START PROVIDED RECORDS

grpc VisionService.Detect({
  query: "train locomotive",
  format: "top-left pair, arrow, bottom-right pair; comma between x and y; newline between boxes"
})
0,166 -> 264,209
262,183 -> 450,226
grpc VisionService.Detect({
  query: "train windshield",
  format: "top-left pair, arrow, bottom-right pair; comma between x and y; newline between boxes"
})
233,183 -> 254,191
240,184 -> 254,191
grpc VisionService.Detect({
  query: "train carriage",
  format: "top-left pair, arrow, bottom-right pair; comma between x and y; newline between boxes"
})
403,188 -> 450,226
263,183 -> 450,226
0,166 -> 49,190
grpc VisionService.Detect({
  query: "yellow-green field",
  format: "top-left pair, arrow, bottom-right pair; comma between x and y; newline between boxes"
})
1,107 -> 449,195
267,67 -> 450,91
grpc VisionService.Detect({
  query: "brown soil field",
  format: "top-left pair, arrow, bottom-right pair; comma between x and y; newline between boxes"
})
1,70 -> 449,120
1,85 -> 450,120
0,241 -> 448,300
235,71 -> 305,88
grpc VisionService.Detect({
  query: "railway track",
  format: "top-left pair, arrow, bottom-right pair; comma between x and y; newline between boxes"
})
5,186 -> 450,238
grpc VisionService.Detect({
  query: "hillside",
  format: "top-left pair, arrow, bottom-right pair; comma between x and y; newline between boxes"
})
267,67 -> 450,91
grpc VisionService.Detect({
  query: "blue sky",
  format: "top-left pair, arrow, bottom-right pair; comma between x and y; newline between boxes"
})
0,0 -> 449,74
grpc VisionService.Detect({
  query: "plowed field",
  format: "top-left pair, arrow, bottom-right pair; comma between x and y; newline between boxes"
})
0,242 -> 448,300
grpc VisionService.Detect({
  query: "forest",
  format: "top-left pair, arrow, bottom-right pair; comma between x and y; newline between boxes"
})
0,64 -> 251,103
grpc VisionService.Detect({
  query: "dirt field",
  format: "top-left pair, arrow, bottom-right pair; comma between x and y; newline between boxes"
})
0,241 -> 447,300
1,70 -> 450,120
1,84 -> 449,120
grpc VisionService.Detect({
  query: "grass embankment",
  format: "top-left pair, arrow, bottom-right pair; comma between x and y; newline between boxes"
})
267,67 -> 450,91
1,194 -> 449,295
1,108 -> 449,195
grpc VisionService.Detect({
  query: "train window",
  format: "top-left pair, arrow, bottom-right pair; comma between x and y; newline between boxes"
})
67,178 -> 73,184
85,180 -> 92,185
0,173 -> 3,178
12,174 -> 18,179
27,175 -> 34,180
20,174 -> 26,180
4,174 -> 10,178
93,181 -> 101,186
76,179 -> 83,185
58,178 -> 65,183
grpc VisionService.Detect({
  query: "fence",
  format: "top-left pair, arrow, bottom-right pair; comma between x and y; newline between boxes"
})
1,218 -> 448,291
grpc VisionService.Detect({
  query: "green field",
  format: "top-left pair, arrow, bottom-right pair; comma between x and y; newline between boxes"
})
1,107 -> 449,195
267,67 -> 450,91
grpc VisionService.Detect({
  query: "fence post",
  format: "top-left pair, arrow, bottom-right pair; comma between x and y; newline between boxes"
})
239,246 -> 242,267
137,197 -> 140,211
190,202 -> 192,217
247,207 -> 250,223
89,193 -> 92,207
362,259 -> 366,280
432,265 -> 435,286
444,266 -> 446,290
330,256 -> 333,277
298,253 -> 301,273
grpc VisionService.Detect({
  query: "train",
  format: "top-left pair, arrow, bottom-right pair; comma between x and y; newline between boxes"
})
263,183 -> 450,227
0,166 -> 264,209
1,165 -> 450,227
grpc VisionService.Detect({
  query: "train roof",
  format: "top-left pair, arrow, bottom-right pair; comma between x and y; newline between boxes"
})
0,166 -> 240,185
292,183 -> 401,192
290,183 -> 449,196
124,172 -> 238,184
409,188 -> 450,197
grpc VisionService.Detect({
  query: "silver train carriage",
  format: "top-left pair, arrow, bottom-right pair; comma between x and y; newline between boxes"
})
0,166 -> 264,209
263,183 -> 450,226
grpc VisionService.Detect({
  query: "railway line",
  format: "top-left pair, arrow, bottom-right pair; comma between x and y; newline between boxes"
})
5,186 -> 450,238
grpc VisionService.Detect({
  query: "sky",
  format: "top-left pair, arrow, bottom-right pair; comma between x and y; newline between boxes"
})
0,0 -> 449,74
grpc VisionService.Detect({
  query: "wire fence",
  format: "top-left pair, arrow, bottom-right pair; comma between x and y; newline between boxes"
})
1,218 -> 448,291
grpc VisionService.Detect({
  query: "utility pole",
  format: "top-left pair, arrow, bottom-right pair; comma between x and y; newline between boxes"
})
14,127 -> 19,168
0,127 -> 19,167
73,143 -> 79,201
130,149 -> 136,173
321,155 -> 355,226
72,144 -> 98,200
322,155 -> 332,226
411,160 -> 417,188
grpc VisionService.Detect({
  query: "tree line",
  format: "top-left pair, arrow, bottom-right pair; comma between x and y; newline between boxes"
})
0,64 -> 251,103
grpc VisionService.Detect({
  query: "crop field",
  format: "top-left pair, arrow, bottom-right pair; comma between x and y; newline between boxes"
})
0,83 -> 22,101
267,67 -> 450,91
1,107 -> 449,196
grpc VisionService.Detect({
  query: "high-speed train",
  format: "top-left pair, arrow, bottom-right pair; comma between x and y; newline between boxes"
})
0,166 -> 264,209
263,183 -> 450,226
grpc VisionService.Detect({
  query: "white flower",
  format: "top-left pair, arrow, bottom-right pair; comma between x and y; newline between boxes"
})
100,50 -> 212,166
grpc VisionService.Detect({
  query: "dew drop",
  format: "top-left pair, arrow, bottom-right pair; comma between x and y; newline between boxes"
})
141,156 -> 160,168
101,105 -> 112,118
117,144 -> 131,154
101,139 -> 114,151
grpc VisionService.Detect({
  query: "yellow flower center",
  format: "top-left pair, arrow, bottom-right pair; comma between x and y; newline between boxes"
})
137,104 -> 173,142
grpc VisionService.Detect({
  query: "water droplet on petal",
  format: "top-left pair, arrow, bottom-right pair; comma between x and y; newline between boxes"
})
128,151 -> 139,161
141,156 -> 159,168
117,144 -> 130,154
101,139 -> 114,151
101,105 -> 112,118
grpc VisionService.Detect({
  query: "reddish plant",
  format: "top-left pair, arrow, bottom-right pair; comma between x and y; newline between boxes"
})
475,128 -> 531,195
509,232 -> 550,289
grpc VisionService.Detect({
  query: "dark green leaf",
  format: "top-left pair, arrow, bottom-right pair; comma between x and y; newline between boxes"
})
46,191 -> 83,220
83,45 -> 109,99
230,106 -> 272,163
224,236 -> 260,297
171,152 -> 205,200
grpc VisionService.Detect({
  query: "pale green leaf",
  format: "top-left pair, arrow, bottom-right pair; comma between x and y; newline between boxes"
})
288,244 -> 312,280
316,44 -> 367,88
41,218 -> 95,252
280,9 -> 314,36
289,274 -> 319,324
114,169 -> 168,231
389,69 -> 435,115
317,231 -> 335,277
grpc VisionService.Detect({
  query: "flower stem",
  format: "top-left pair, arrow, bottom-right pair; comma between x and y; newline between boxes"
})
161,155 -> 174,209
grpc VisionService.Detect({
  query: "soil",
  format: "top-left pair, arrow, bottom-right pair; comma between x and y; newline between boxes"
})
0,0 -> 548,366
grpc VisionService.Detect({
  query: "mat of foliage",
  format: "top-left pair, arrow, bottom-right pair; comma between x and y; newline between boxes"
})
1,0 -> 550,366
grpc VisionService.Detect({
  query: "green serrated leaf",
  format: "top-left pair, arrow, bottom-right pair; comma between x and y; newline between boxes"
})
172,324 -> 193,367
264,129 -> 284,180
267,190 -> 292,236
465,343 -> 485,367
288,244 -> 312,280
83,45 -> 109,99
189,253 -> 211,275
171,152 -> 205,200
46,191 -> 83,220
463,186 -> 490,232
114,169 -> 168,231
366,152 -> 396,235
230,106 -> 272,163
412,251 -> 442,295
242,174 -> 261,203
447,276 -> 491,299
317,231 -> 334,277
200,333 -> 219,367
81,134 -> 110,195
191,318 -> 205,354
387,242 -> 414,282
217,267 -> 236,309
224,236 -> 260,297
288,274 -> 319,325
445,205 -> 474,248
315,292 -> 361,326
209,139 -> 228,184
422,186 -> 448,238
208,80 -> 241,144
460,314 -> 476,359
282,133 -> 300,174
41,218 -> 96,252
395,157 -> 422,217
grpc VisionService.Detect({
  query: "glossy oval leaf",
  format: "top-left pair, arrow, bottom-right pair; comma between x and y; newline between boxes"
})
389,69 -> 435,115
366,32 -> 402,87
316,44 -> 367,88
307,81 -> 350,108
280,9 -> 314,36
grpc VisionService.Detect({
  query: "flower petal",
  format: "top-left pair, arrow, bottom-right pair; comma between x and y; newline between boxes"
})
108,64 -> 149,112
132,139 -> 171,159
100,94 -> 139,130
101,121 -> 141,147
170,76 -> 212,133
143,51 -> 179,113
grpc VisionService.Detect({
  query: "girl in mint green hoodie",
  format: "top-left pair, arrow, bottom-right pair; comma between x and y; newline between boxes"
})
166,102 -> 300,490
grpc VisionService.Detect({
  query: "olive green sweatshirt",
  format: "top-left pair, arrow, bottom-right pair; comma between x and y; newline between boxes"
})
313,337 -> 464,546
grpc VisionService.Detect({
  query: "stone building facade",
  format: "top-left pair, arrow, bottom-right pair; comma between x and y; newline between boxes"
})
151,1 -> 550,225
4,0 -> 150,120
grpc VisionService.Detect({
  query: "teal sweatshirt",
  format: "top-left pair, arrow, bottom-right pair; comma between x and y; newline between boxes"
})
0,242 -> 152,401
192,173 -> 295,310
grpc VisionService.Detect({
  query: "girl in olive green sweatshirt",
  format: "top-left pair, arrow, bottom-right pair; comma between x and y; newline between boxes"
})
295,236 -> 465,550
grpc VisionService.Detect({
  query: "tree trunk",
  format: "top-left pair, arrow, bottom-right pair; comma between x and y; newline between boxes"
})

END PROVIDED RECORDS

> PROMPT: Every line in the records above that contains the word "petal" is to be copied out.

> EXERCISE RESPONSE:
  query: "water droplet on petal",
  query: "flower petal",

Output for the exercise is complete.